** TASK REQUIREMENTS **
Answer these questions from the passport history passage:
1. In what year was the term réfugié first used, and whose flight did it describe?
2. During the U.S. Civil War, who did the American government insist have proper documentation before entering U.S. territory?
3. Which railway magnate was hassled on a trip, and in what year?

━━━━━ PROVIDED PASSAGE ━━━━━

Early passports had no photographs, of course. Nevertheless, as Craig Robertson, a professor of communication studies at Northeastern University in Boston and the author of a history of American passports, points out, it was routinely accepted by the authorities that “the person presenting (a pre-modern passport) was the person named in the document.”
In the late 18th century, the newly formed federal government of the United States as a sign of its sovereignty issued French-style passports as most European countries did. Still, any passport or visa requirements did not halt the persecuted — the term réfugié was first used to describe the flight of the French Huguenots in 1685 when their religious rights were revoked — from seeking asylum in foreign lands.
From 1815 to 1913, the advent of the Industrial Revolution and the improvements in shipping and the construction of railways led to both the mass emigration of millions of people around the globe in search of work and freedom as well as to the birth of leisure travel. Only immigration restrictions such as, in the 1880s, the Canada’s notorious Chinese head tax and the U.S. Chinese Exclusion Act prevented this movement.
War naturally made governments nervous about permitting everyone and anyone across their borders. During the U.S. Civil War, for instance, the American government insisted British North Americans living in the Province of Canada and the Maritime Provinces have proper documentation before entering U.S. territory. And paranoia about spies and revolutionaries during the First World War made passports with photographs mandatory — a system worked out further at international gatherings in the 1920s.
Upper- and middle-class travellers soon loathed what the press of the day called “passport nuisance,” as Robertson writes; even the railway magnate W.K. Vanderbilt was hassled on a trip in 1915. Yet for those uprooting their lives for employment, religious or other reasons, economic and social considerations soon also meant that besides a passport, a traveller or immigrant often needed a visa or permit to stay in a foreign country for any length of time and to be able to work there. The onset of the Depression only made matters worse.

━━━━━ RECORDED INFORMATION ━━━━━

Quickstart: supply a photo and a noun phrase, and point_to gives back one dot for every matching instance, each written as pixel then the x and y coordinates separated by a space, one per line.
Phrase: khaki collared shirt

━━━━━

** REPLY **
1. It was first used in 1685, to describe the flight of the French Huguenots when their religious rights were revoked.
2. British North Americans living in the Province of Canada and the Maritime Provinces had to have proper documentation.
3. W.K. Vanderbilt was hassled on a trip in 1915.